> [To do] Copy the entries below word for word, minus the pictures.

******

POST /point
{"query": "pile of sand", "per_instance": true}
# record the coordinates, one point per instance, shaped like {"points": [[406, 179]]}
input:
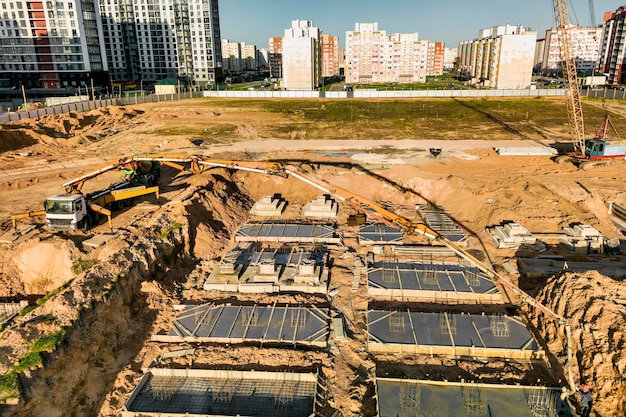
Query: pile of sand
{"points": [[70, 129], [594, 305]]}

******

> [Response to the task]
POST /point
{"query": "pile of sand", "per_instance": true}
# record the coordinates, one point per instance, shaped like {"points": [[406, 179]]}
input:
Query: pile of sand
{"points": [[70, 129], [594, 305]]}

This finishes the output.